Exercise instructions:
The required response is the number of lines in the entries that include the word "choppy", with nothing added.
╭──
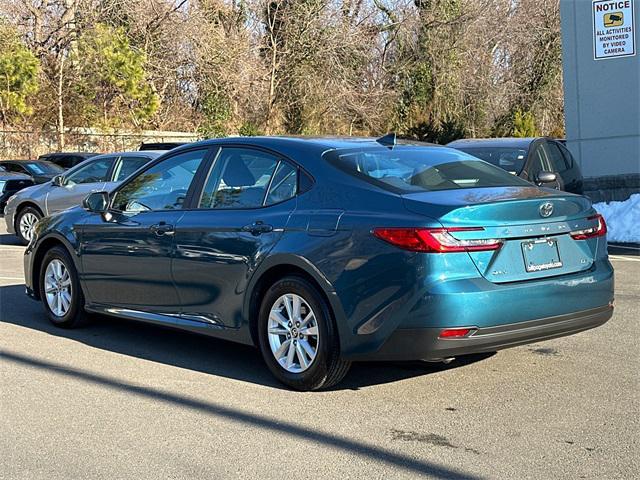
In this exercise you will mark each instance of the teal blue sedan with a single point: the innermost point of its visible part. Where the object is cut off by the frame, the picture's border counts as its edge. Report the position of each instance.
(325, 251)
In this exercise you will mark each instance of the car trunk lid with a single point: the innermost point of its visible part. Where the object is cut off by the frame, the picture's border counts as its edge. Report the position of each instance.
(534, 225)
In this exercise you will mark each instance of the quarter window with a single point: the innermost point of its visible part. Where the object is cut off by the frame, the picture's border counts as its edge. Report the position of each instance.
(555, 157)
(284, 184)
(93, 172)
(239, 178)
(538, 163)
(161, 187)
(127, 166)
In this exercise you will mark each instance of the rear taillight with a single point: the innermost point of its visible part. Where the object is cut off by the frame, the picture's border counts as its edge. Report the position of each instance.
(597, 231)
(435, 240)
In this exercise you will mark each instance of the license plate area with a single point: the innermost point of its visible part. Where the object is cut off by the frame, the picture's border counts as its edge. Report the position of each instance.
(541, 254)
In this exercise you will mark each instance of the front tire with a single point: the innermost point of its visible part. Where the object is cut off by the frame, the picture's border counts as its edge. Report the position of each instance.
(298, 338)
(25, 223)
(60, 290)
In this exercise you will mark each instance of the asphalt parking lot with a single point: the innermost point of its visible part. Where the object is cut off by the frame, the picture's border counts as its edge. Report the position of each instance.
(124, 400)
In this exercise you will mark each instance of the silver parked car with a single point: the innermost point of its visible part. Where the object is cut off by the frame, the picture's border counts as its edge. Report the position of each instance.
(99, 173)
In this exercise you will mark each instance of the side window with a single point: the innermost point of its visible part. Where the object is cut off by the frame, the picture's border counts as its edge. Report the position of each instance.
(12, 167)
(568, 158)
(93, 172)
(127, 165)
(538, 163)
(239, 179)
(555, 157)
(284, 184)
(161, 187)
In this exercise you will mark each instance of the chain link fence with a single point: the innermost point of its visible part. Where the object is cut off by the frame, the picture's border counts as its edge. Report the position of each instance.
(30, 144)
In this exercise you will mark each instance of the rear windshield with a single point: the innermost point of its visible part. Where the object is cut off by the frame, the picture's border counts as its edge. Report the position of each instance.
(414, 169)
(508, 158)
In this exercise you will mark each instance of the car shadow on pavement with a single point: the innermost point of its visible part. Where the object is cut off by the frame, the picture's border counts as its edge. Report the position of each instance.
(196, 352)
(299, 433)
(7, 239)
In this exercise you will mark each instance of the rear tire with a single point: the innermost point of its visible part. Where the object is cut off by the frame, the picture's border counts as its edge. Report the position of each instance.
(25, 222)
(298, 337)
(60, 290)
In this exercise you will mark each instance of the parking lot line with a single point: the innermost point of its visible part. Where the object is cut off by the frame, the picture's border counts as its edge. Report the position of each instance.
(624, 258)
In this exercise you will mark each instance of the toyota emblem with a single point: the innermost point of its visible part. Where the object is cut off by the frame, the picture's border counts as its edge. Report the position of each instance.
(546, 209)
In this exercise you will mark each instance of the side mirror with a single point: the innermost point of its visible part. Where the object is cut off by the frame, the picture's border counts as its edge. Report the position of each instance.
(96, 202)
(545, 177)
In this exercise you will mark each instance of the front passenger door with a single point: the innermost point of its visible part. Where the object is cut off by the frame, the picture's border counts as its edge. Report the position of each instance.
(77, 184)
(127, 254)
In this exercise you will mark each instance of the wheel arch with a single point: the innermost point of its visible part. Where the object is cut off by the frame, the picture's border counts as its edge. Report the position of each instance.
(21, 207)
(280, 266)
(41, 249)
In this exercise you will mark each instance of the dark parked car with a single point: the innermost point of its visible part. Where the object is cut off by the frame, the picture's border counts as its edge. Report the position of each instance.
(540, 160)
(40, 171)
(11, 183)
(66, 160)
(324, 251)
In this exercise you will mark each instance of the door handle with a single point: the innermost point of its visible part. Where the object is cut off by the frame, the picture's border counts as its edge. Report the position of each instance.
(162, 228)
(257, 228)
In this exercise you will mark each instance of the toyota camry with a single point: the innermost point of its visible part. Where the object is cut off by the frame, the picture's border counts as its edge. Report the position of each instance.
(324, 251)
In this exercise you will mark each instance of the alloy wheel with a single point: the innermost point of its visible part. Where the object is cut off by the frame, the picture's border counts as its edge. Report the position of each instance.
(27, 222)
(57, 287)
(293, 333)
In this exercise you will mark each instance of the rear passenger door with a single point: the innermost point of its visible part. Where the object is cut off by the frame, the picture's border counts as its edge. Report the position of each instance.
(236, 218)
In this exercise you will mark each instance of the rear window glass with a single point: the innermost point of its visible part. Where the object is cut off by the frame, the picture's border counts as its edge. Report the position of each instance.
(414, 169)
(507, 158)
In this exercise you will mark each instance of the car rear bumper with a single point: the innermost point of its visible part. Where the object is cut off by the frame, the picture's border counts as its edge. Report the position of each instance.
(425, 344)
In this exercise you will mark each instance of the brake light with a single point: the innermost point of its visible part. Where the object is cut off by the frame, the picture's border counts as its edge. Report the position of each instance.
(456, 332)
(435, 240)
(597, 231)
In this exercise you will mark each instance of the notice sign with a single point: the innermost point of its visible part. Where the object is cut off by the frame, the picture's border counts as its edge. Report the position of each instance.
(613, 29)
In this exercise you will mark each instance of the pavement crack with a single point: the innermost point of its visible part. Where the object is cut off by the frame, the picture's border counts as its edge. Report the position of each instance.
(428, 438)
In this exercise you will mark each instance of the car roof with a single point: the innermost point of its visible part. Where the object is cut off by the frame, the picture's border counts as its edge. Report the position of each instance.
(66, 154)
(24, 160)
(151, 154)
(494, 142)
(4, 175)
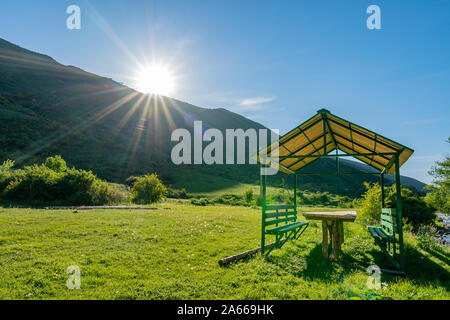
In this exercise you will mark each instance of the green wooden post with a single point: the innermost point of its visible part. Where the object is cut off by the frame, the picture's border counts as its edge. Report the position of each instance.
(382, 190)
(399, 211)
(263, 222)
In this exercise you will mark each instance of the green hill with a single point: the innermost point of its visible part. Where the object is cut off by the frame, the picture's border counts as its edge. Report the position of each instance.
(97, 124)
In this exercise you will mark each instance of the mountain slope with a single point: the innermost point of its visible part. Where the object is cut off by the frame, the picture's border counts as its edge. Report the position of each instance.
(98, 124)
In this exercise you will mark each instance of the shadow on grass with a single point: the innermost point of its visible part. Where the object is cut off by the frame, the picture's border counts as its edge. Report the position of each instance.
(312, 265)
(417, 266)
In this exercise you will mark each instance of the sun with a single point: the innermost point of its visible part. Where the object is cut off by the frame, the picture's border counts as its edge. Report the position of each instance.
(155, 79)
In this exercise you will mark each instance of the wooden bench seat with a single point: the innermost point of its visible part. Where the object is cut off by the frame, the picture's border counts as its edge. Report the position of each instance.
(381, 234)
(389, 235)
(286, 227)
(283, 223)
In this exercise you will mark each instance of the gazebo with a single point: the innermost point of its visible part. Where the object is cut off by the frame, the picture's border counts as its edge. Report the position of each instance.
(317, 138)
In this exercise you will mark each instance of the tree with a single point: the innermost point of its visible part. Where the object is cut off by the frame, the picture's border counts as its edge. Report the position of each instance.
(148, 189)
(248, 195)
(439, 196)
(371, 203)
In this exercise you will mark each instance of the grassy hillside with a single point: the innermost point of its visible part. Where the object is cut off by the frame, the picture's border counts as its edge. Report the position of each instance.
(172, 253)
(97, 124)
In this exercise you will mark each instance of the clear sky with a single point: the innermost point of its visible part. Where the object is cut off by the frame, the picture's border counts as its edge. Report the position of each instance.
(276, 62)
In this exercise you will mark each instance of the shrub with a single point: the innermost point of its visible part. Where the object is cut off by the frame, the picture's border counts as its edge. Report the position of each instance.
(54, 182)
(148, 189)
(248, 195)
(6, 174)
(414, 207)
(426, 241)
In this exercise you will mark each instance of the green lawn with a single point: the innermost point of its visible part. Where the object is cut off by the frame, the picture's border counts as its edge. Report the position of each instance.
(172, 253)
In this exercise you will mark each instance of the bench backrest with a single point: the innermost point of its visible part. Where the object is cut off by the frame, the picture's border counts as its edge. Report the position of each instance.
(276, 214)
(389, 220)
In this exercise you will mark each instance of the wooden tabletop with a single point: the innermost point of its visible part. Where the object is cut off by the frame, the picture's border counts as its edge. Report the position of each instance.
(349, 216)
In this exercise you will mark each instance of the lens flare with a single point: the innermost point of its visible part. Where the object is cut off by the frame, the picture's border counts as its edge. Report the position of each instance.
(155, 80)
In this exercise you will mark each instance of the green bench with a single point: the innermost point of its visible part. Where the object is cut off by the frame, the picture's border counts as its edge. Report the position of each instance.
(280, 221)
(389, 237)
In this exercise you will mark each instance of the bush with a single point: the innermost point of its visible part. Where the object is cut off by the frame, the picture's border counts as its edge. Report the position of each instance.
(54, 182)
(6, 174)
(414, 207)
(248, 195)
(426, 241)
(148, 189)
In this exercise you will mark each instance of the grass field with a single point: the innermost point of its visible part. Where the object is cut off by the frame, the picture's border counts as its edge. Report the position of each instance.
(172, 253)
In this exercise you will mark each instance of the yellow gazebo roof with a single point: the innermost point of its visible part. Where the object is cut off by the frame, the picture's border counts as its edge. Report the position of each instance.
(326, 132)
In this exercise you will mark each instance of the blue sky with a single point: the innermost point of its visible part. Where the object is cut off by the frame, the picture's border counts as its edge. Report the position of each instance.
(276, 62)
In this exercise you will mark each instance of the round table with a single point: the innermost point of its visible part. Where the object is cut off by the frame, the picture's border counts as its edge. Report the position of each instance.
(332, 228)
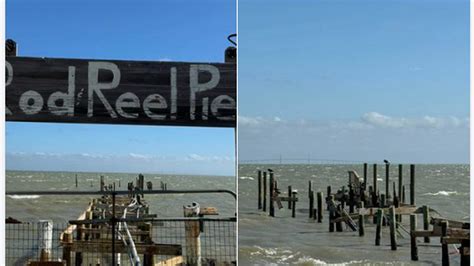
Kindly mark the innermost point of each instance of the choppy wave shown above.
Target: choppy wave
╰──
Response to the exercise:
2